What to work on: Please copy the records below line for line, leaving out the pictures.

Exercise material:
######
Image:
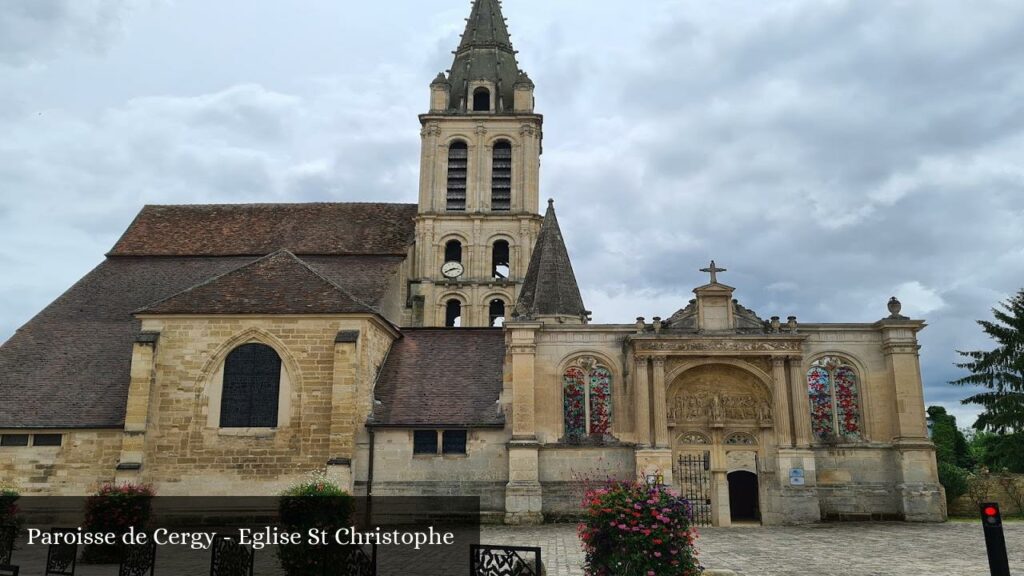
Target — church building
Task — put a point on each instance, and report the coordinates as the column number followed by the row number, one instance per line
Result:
column 443, row 348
######
Written solution:
Image:
Target — church building
Task — put a point on each instance, and report the coordinates as the column number followed by the row number, one instance per line
Result:
column 443, row 348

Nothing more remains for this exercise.